(Stored data)

== Segment start ==

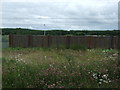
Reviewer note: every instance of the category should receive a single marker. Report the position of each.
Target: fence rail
(105, 42)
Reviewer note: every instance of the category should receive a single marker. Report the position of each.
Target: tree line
(22, 31)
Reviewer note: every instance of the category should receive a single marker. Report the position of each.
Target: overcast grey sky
(60, 14)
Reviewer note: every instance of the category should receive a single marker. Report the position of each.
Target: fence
(104, 42)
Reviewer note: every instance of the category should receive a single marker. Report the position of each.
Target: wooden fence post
(48, 41)
(11, 41)
(30, 41)
(68, 41)
(111, 42)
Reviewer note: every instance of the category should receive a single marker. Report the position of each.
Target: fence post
(48, 41)
(111, 42)
(10, 40)
(68, 42)
(30, 41)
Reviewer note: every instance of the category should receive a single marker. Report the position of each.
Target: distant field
(5, 41)
(60, 68)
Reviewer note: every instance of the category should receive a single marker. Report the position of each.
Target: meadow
(60, 68)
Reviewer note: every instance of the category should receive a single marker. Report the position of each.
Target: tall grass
(58, 68)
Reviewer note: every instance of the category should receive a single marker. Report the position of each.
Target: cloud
(75, 14)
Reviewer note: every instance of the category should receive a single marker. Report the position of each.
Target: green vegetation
(60, 68)
(20, 31)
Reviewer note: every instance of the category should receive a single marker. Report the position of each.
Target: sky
(60, 14)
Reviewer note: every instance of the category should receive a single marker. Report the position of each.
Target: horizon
(61, 15)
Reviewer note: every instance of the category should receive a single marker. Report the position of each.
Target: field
(59, 68)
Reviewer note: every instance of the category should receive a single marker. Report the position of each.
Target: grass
(59, 68)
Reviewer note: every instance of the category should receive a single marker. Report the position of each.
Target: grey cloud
(62, 15)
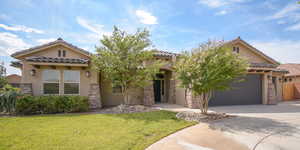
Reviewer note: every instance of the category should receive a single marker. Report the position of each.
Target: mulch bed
(198, 117)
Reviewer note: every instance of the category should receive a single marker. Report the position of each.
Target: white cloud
(285, 51)
(146, 17)
(281, 22)
(91, 26)
(290, 13)
(219, 3)
(4, 17)
(213, 3)
(10, 43)
(21, 28)
(295, 27)
(221, 13)
(43, 41)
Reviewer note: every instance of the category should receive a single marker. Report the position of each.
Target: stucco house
(13, 80)
(61, 68)
(291, 81)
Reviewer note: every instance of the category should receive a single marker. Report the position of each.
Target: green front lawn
(88, 131)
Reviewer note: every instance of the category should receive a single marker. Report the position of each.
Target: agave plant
(8, 98)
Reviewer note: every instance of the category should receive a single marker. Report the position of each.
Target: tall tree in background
(2, 75)
(124, 59)
(212, 66)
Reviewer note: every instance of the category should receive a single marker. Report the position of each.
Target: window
(64, 53)
(116, 88)
(59, 53)
(51, 81)
(236, 49)
(71, 82)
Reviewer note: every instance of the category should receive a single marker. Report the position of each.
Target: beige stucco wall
(110, 99)
(53, 52)
(13, 78)
(245, 52)
(36, 80)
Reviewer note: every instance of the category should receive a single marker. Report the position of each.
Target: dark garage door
(242, 93)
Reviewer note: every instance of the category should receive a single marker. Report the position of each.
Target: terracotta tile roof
(294, 69)
(59, 40)
(57, 60)
(164, 53)
(16, 64)
(262, 65)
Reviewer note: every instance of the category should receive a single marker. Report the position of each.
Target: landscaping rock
(126, 109)
(198, 117)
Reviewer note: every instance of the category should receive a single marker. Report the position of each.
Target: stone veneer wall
(26, 88)
(149, 95)
(172, 92)
(192, 101)
(94, 96)
(272, 98)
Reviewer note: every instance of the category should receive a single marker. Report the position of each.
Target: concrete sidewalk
(265, 127)
(198, 137)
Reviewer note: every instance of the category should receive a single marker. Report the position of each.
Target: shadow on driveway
(253, 125)
(284, 107)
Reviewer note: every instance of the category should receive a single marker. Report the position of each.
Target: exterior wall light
(32, 72)
(87, 73)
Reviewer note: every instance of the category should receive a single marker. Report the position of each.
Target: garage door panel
(246, 92)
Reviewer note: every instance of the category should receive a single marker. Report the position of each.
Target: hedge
(51, 104)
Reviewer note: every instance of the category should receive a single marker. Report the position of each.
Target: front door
(157, 90)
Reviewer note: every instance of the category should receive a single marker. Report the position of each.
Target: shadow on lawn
(153, 116)
(253, 125)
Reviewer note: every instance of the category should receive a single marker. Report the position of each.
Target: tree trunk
(125, 94)
(204, 99)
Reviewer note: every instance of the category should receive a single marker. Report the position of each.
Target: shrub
(51, 104)
(8, 97)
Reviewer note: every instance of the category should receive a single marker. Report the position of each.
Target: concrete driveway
(262, 127)
(256, 127)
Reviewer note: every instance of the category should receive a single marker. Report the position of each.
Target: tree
(212, 66)
(2, 81)
(124, 59)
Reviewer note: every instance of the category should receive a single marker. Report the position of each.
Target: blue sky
(272, 26)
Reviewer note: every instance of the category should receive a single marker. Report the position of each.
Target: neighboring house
(13, 80)
(291, 86)
(62, 68)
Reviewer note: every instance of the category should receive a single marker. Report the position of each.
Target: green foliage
(212, 66)
(8, 98)
(123, 59)
(51, 104)
(2, 81)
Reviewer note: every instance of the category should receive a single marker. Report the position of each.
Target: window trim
(59, 81)
(63, 82)
(64, 53)
(112, 89)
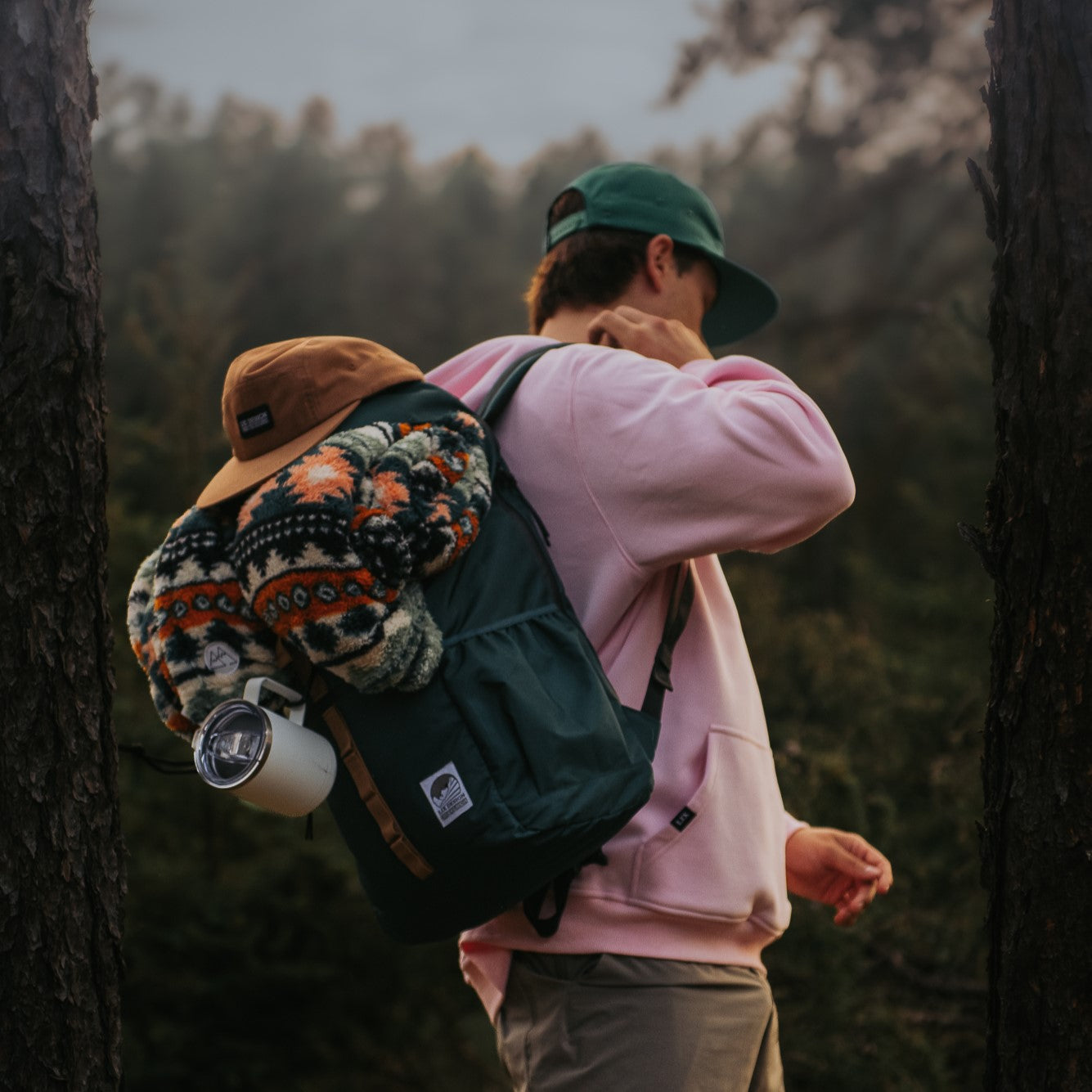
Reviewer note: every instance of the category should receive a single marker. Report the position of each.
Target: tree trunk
(1037, 766)
(61, 871)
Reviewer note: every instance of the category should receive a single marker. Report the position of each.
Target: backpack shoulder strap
(678, 610)
(501, 391)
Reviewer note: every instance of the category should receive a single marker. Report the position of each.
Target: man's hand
(838, 868)
(660, 339)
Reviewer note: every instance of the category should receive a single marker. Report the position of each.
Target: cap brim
(238, 475)
(744, 303)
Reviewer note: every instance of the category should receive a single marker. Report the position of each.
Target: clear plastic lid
(233, 744)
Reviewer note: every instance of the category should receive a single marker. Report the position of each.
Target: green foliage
(254, 961)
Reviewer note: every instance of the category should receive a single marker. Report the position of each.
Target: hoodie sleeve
(716, 456)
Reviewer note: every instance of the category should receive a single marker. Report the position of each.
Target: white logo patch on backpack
(447, 794)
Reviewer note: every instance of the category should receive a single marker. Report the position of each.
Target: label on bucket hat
(447, 794)
(254, 421)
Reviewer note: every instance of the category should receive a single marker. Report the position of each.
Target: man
(641, 452)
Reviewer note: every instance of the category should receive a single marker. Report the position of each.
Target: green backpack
(498, 781)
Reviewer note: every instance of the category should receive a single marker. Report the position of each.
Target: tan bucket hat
(280, 400)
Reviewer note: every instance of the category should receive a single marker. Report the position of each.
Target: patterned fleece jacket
(328, 555)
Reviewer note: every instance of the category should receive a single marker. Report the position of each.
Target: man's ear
(658, 259)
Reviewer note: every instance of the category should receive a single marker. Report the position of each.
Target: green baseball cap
(641, 198)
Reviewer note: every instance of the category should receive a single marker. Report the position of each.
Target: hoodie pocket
(723, 854)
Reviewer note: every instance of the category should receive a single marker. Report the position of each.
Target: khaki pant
(620, 1023)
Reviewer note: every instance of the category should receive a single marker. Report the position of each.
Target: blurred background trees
(254, 961)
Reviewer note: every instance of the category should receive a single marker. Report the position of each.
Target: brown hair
(594, 266)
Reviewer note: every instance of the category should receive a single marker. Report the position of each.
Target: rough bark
(1037, 765)
(61, 873)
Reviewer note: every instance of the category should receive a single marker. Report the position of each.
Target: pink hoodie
(633, 466)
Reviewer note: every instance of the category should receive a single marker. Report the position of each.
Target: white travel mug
(261, 757)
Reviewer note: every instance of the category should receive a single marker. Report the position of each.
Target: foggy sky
(506, 74)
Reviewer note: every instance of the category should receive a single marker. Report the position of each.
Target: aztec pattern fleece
(328, 555)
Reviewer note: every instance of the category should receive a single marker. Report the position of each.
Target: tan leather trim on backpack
(379, 809)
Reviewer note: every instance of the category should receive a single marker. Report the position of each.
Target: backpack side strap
(678, 610)
(379, 809)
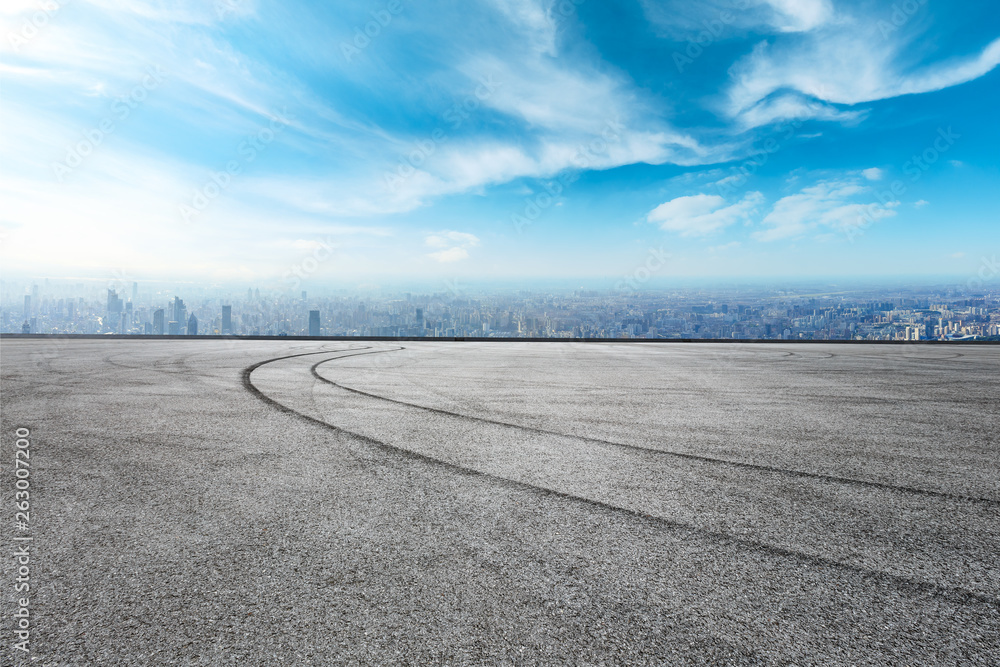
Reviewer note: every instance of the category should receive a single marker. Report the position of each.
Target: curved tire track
(910, 586)
(666, 452)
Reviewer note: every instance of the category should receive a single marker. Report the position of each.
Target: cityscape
(831, 312)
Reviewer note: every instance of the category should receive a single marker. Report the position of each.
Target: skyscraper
(179, 313)
(115, 305)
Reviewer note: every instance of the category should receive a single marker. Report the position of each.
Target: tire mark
(667, 452)
(915, 588)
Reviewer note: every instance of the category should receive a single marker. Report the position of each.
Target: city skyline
(834, 312)
(241, 141)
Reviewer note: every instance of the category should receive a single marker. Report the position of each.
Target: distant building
(179, 311)
(115, 306)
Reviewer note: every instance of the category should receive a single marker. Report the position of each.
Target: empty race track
(301, 502)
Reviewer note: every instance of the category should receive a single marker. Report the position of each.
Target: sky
(255, 142)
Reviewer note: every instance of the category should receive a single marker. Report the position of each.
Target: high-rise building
(115, 305)
(179, 311)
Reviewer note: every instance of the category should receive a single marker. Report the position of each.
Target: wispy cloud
(836, 204)
(698, 215)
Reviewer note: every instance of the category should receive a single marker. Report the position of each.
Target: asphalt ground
(300, 502)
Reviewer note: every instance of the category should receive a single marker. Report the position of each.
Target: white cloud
(839, 205)
(702, 214)
(449, 255)
(842, 60)
(800, 15)
(454, 245)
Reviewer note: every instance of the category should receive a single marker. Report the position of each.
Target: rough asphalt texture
(223, 502)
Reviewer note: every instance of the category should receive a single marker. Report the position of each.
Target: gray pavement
(299, 502)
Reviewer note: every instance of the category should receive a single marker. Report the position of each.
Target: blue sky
(242, 140)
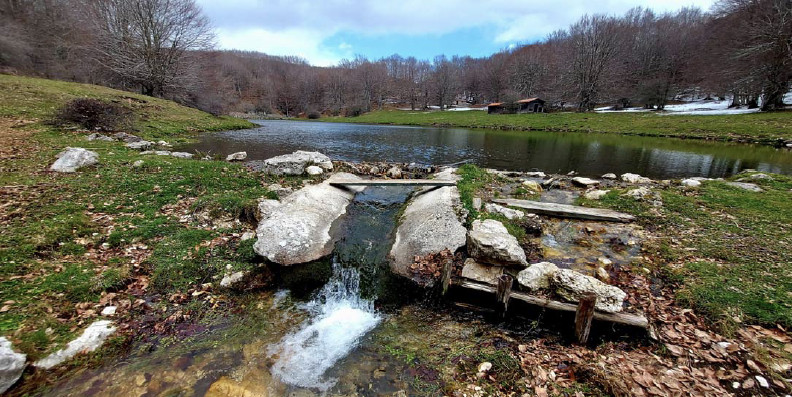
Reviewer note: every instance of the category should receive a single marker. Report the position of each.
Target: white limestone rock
(12, 364)
(238, 156)
(571, 285)
(490, 242)
(73, 158)
(91, 339)
(634, 178)
(537, 276)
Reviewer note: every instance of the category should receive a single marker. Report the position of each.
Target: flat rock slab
(490, 242)
(91, 339)
(568, 211)
(432, 222)
(298, 230)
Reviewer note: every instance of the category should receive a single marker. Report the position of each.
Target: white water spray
(339, 318)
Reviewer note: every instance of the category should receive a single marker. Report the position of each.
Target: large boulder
(73, 158)
(298, 229)
(295, 163)
(91, 339)
(490, 242)
(475, 271)
(11, 365)
(572, 285)
(505, 211)
(432, 222)
(537, 276)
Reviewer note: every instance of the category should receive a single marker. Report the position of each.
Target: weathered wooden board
(619, 318)
(568, 211)
(393, 182)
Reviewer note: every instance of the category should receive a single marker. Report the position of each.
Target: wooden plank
(583, 317)
(568, 211)
(619, 318)
(393, 182)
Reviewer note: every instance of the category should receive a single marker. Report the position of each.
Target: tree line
(741, 49)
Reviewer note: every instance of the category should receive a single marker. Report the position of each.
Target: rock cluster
(296, 163)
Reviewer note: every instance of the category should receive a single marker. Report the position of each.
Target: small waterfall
(339, 318)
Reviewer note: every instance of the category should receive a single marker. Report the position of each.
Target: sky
(327, 31)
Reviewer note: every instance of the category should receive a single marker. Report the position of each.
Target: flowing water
(552, 152)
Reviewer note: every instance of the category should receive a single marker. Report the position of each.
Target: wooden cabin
(528, 105)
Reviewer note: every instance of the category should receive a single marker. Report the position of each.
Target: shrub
(93, 114)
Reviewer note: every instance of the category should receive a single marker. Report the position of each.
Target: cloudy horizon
(326, 32)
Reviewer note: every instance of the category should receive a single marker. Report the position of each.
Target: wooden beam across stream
(634, 320)
(393, 182)
(568, 211)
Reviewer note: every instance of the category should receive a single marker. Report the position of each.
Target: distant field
(767, 128)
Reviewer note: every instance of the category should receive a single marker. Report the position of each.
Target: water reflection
(589, 154)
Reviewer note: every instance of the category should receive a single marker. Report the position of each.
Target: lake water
(552, 152)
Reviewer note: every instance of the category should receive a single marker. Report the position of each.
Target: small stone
(238, 156)
(509, 213)
(140, 145)
(314, 170)
(537, 276)
(532, 186)
(394, 172)
(585, 182)
(595, 194)
(634, 178)
(12, 364)
(691, 183)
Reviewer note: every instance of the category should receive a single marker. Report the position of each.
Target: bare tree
(148, 43)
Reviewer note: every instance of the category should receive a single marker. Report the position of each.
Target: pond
(552, 152)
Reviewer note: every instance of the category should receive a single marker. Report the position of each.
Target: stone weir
(297, 228)
(432, 222)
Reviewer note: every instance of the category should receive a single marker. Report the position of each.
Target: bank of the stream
(154, 239)
(766, 128)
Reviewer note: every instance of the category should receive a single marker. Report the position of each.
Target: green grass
(757, 127)
(51, 258)
(730, 249)
(34, 98)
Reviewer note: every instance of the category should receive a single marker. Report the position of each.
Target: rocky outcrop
(481, 272)
(295, 163)
(509, 213)
(298, 229)
(238, 156)
(432, 222)
(73, 158)
(11, 365)
(140, 145)
(537, 276)
(490, 242)
(571, 285)
(91, 339)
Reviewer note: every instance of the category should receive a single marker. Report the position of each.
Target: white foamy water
(339, 318)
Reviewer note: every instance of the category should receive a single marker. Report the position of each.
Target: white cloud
(300, 27)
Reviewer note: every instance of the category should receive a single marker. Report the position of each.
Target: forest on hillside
(741, 49)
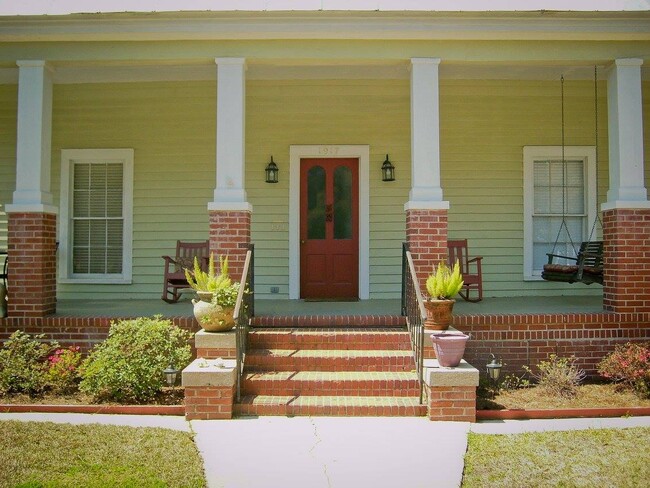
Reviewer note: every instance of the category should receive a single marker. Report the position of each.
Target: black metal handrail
(413, 309)
(244, 310)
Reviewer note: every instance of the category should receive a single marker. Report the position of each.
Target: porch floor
(489, 306)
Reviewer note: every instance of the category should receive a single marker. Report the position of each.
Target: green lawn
(45, 454)
(588, 458)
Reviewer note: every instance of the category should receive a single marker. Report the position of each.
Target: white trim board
(298, 152)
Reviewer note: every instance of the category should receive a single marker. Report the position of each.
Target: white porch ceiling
(119, 73)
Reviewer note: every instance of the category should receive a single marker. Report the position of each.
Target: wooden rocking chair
(588, 268)
(457, 250)
(175, 280)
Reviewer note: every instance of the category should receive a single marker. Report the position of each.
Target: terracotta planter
(439, 314)
(213, 318)
(449, 348)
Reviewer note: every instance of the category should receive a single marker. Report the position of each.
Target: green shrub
(128, 366)
(23, 365)
(559, 376)
(629, 364)
(63, 370)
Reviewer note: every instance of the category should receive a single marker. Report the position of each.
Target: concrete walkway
(334, 452)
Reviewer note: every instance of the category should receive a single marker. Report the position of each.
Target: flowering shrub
(629, 364)
(128, 366)
(23, 364)
(559, 376)
(63, 370)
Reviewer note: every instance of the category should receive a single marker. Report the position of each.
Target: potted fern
(441, 286)
(217, 295)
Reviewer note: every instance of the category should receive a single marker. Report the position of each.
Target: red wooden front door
(329, 228)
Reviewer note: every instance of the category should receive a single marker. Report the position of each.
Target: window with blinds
(556, 190)
(96, 216)
(97, 219)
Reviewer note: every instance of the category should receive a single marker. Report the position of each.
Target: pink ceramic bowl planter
(449, 348)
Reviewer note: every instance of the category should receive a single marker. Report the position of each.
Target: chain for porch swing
(563, 224)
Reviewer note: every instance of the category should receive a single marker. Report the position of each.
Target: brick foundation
(84, 332)
(426, 234)
(209, 402)
(626, 235)
(32, 264)
(230, 234)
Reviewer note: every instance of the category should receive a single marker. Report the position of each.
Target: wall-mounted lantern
(272, 172)
(387, 170)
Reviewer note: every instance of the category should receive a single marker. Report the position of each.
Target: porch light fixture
(170, 375)
(494, 368)
(387, 170)
(271, 172)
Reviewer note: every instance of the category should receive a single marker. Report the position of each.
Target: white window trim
(533, 153)
(296, 153)
(65, 264)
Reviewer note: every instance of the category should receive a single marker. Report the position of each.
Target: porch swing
(587, 263)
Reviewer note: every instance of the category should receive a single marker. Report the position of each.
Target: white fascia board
(301, 25)
(67, 7)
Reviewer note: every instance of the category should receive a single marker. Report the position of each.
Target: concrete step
(328, 360)
(344, 383)
(326, 338)
(328, 321)
(368, 406)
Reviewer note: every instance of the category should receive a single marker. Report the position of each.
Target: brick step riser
(322, 410)
(406, 388)
(339, 343)
(266, 363)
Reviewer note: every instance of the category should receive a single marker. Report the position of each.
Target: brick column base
(208, 402)
(450, 392)
(426, 234)
(626, 287)
(209, 390)
(32, 264)
(230, 234)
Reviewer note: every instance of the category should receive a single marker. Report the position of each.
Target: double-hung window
(559, 202)
(96, 215)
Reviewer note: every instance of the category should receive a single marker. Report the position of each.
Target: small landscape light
(494, 368)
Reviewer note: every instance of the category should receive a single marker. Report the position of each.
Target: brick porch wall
(626, 234)
(230, 234)
(32, 264)
(426, 234)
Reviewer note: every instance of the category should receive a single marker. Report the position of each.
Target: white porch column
(426, 191)
(229, 192)
(34, 136)
(624, 101)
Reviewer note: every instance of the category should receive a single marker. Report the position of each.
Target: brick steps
(329, 338)
(345, 371)
(330, 405)
(348, 383)
(328, 360)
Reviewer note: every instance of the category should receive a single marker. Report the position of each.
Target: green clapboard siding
(484, 127)
(171, 127)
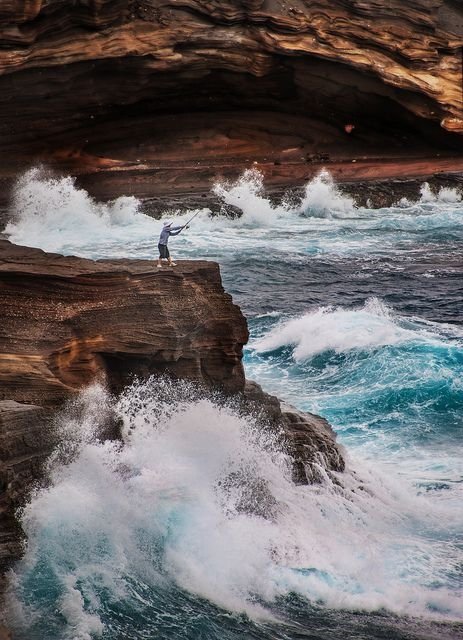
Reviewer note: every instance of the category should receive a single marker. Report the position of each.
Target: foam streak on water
(354, 314)
(126, 529)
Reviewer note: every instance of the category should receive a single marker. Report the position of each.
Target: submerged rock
(68, 322)
(309, 439)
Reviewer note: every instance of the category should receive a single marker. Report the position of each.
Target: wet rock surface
(68, 322)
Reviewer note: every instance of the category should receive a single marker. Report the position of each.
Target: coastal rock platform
(68, 322)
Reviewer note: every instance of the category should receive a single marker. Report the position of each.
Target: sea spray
(153, 528)
(52, 212)
(389, 383)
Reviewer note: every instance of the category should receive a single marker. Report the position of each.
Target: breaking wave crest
(341, 330)
(194, 513)
(52, 212)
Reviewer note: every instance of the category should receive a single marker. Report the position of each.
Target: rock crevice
(68, 322)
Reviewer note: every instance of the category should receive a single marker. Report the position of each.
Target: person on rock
(167, 231)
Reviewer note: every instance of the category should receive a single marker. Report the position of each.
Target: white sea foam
(324, 198)
(178, 503)
(341, 330)
(248, 195)
(52, 213)
(447, 195)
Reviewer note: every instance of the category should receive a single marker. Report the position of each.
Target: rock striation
(197, 85)
(68, 322)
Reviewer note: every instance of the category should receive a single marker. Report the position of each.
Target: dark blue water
(354, 314)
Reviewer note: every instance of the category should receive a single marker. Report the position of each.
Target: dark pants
(163, 251)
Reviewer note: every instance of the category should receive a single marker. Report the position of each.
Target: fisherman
(167, 231)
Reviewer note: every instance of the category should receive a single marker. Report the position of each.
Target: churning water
(355, 314)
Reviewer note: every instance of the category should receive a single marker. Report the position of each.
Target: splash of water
(341, 330)
(50, 212)
(324, 198)
(199, 501)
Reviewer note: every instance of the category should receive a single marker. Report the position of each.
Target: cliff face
(67, 322)
(104, 83)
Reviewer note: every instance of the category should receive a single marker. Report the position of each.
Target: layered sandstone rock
(67, 322)
(195, 85)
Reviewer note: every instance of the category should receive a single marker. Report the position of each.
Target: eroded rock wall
(67, 322)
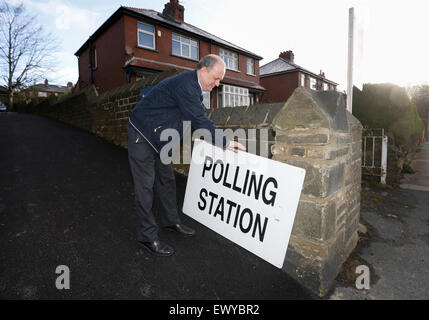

== Segment end ==

The lines from the one containing "Target: rock crevice" through the last line above are to be repeated exactly, and only those. Any pictures must be left out.

Target: rock crevice
(68, 322)
Reviewer note: every instance of the category should receive a single marker. Report the position of each.
Target: person on rock
(167, 231)
Reviewer note: every instance of the category should receive a single marker. Report the position of each.
Target: white sea foam
(324, 198)
(178, 503)
(341, 330)
(248, 195)
(52, 213)
(447, 195)
Reviewer note: every instance of the category should receive a single marker. Report the position of each.
Target: rock striation
(197, 85)
(68, 322)
Reviewer note: every instance of the category should receive a single marker. Report the position of each.
Target: dark blue water
(354, 314)
Reviewer note: every instance of the category should receive a single marker. Report the position of each.
Target: dark pants
(163, 251)
Reviewer note: every instance of the category should receive a single marker. Report the position of each.
Target: fisherman
(167, 231)
Reviewer note: every instance of the category should receive a single marker. Report the position of each.
Target: churning water
(355, 314)
Reviewer note: every instance of the category should receive a single marker. Report the position of each.
Target: splash of water
(341, 330)
(50, 212)
(324, 198)
(199, 501)
Reviewer note: every instance of the category should receive a single marker. Report the position of each.
Target: cliff face
(67, 322)
(104, 83)
Reviewer note: every instance of the category should receive a single marker. Report the position of each.
Target: layered sandstone rock
(67, 322)
(195, 85)
Reviewer note: every instance of the category should receive a single marker. Report the position of each.
Target: eroded rock wall
(67, 322)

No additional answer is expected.